Exercise objective
Your output should consist solely of the lines from the one with "Annotate ponytail with boxes." through the end of the records, reproduced exactly, both ends included.

Saved entries
★ ★ ★ ★ ★
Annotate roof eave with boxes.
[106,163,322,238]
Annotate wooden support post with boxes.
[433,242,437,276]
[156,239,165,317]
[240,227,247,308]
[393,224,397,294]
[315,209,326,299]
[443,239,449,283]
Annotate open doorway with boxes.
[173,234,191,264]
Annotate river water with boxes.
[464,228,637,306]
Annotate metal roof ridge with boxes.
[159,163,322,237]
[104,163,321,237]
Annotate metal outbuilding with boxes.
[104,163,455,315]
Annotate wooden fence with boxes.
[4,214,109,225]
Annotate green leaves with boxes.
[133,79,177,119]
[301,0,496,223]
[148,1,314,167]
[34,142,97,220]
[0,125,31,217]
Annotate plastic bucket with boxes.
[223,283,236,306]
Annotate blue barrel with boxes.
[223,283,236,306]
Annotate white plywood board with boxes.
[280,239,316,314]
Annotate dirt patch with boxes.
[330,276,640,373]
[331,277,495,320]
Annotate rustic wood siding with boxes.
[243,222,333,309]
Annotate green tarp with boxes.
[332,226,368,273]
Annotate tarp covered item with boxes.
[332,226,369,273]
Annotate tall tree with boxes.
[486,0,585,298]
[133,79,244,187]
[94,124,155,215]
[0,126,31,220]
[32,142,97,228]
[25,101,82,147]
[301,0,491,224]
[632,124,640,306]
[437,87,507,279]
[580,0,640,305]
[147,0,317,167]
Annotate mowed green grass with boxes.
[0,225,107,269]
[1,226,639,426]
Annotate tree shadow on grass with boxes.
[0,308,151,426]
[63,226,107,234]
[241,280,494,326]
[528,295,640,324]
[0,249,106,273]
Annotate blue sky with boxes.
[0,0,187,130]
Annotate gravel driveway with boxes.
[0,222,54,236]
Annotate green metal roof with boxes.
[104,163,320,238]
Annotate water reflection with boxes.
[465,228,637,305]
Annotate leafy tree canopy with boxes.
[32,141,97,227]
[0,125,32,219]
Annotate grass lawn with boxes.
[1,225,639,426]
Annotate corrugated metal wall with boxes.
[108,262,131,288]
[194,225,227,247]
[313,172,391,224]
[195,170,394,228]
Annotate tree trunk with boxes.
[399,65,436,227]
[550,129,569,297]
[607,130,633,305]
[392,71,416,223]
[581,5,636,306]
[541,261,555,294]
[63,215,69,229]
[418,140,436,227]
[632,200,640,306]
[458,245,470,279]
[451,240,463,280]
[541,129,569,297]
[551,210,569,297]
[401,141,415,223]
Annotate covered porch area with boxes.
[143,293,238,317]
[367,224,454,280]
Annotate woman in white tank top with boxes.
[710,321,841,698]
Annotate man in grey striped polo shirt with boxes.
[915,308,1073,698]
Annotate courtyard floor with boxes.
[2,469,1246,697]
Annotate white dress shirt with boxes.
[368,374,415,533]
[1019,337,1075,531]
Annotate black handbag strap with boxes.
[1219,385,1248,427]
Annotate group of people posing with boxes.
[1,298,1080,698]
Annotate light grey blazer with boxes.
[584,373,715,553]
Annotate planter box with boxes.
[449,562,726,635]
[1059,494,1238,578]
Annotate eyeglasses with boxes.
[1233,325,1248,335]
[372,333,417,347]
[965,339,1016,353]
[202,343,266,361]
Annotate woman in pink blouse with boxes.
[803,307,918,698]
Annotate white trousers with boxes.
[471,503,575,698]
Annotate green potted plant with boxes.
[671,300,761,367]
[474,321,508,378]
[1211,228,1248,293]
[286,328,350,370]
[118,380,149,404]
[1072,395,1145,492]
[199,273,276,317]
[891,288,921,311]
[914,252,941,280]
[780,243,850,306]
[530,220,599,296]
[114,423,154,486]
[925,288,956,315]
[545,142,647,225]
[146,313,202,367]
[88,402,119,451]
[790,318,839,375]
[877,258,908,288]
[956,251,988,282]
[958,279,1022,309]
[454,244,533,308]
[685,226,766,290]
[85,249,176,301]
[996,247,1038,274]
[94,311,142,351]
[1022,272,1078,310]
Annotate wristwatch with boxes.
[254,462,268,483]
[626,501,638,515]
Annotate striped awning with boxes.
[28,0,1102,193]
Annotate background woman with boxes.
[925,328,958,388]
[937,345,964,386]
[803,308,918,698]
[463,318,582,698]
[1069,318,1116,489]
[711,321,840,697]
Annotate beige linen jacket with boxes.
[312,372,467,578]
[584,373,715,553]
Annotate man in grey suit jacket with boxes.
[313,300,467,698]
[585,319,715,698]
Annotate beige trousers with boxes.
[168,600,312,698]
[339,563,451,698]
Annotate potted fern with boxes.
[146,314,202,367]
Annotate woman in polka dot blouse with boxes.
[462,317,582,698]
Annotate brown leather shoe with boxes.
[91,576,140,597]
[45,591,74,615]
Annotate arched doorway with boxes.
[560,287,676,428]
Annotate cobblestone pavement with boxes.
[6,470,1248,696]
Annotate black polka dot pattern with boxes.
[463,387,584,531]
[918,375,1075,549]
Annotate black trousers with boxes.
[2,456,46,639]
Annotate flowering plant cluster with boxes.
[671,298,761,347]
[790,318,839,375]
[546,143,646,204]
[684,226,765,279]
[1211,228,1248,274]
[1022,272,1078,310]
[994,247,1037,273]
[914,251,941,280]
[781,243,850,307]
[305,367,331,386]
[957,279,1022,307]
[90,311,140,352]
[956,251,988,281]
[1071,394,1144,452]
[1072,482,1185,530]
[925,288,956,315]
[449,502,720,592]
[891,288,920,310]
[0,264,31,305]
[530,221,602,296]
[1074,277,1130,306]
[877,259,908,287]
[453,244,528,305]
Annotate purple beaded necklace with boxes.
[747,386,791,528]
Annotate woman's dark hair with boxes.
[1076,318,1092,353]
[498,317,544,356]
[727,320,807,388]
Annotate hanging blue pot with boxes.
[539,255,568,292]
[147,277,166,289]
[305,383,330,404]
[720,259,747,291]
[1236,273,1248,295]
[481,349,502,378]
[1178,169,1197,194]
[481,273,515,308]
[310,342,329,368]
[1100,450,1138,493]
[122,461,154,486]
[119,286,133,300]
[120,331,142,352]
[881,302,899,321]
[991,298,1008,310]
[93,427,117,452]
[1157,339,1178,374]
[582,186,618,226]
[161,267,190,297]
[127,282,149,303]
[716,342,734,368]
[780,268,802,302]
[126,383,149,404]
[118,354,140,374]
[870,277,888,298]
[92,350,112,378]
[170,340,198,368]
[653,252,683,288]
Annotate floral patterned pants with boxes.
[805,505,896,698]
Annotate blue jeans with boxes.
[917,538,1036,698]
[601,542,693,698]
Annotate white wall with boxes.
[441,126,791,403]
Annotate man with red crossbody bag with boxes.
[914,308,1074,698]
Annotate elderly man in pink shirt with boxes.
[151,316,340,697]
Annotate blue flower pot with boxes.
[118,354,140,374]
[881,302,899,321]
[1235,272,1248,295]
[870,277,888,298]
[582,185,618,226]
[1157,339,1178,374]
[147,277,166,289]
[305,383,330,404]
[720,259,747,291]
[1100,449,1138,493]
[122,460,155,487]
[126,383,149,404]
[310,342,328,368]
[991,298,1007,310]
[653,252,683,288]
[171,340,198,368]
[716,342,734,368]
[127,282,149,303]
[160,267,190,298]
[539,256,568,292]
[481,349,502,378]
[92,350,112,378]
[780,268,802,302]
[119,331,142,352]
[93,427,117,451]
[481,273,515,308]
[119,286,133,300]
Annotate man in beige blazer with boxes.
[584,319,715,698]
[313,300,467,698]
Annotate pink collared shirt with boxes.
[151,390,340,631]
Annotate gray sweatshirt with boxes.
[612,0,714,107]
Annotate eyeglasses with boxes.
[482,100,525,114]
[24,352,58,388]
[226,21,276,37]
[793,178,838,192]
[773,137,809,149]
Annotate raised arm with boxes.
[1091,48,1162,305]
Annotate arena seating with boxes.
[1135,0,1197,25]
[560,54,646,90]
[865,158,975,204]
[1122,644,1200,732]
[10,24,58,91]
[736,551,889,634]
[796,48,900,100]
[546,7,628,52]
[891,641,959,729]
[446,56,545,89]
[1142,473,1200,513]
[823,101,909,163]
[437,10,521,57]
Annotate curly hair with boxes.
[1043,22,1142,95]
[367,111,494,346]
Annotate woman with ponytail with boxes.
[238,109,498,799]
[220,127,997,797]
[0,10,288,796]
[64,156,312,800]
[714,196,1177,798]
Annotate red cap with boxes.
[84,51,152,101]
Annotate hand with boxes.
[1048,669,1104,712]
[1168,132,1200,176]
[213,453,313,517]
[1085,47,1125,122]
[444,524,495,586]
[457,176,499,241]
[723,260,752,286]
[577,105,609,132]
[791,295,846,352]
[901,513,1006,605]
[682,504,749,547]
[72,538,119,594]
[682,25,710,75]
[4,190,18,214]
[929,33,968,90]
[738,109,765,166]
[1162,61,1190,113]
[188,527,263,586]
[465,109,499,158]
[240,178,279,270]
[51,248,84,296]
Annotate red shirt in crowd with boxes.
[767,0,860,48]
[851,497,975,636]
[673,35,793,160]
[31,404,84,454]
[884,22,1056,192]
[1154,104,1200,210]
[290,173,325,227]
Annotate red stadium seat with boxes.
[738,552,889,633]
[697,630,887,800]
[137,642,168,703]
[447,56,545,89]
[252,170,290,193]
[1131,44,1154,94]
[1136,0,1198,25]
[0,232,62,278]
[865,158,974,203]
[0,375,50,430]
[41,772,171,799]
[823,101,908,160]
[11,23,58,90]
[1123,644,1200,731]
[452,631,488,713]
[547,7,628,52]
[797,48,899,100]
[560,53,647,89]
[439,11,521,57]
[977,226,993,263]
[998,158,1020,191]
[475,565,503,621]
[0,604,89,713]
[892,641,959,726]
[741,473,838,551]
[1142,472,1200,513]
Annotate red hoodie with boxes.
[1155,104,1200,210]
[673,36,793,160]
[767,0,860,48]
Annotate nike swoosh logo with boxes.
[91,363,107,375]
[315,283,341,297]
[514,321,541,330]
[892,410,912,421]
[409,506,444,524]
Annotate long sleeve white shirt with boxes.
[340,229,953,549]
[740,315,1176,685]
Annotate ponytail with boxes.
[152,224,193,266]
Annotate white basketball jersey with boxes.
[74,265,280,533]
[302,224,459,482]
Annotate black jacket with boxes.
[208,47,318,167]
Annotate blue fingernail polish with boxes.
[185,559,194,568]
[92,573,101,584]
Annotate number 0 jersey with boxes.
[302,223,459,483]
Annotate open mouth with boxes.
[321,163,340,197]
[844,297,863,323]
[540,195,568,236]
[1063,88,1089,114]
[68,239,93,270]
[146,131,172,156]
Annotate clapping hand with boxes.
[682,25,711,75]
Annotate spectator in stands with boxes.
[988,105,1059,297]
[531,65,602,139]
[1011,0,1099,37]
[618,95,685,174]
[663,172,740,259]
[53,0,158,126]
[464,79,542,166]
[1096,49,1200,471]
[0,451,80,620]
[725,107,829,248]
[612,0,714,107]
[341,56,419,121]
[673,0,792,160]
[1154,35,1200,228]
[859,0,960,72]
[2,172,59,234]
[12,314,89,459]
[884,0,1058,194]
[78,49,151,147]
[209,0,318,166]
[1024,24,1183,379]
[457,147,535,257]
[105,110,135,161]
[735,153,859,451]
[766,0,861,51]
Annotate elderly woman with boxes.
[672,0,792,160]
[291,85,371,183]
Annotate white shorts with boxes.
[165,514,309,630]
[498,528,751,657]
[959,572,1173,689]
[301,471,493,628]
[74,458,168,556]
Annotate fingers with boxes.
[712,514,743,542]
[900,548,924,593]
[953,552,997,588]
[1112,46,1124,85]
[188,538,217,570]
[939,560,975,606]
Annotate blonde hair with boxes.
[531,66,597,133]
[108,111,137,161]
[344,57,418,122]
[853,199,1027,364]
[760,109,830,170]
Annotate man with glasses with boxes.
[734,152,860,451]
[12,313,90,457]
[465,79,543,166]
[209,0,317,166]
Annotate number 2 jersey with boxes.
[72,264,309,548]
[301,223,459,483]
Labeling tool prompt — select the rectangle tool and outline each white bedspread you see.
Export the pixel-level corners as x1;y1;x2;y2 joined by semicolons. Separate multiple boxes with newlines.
★ ★ ★ ★ ★
Response area
Annotate ponytail with boxes.
[152,224,193,266]
Annotate white basketball jersey with boxes.
[74,265,280,533]
[302,224,459,482]
Annotate black jacket with boxes.
[208,47,318,167]
Annotate blue fingernail polish with boxes.
[185,559,194,568]
[92,573,101,584]
Annotate number 0 jersey with boxes.
[302,223,459,483]
Annotate open mouth with boxes.
[321,163,340,197]
[844,297,863,323]
[540,195,568,236]
[1063,88,1089,114]
[68,239,93,270]
[146,131,172,156]
Annotate clapping hand with boxes.
[682,25,711,75]
Annotate spectator in stands with boxes.
[988,105,1059,297]
[531,65,602,139]
[1011,0,1099,37]
[618,95,685,174]
[663,172,740,259]
[53,0,158,126]
[464,79,542,166]
[1096,49,1200,471]
[0,451,80,620]
[725,107,829,248]
[612,0,714,107]
[341,56,419,121]
[673,0,792,160]
[1154,35,1200,228]
[859,0,960,72]
[2,172,59,234]
[12,314,89,459]
[884,0,1058,194]
[78,49,151,147]
[209,0,318,166]
[1024,24,1183,379]
[457,147,535,257]
[105,110,135,161]
[735,153,859,451]
[766,0,861,51]
Annotate elderly woman with boxes.
[672,0,792,160]
[291,85,371,183]
Annotate white shorts with boxes.
[165,514,309,630]
[498,528,751,657]
[959,572,1173,689]
[301,471,493,628]
[74,458,168,556]
Annotate fingers with boxes.
[712,514,743,542]
[900,548,924,593]
[953,552,997,588]
[1112,46,1124,85]
[188,538,217,570]
[939,560,975,606]
Annotate blonde hair with boxes.
[531,66,597,133]
[108,111,137,161]
[344,57,418,122]
[853,199,1027,364]
[760,109,830,170]
Annotate man with glasses with boxes.
[734,152,860,451]
[12,313,90,457]
[465,79,543,166]
[209,0,317,166]
Annotate number 2 jersey with boxes.
[72,264,309,548]
[301,223,459,483]
Labeling tool prompt — select the rectangle tool and outline each white bedspread you see.
Export the pixel-level corners as x1;y1;x2;y2 joined by semicolons. Separate multiple boxes with newlines.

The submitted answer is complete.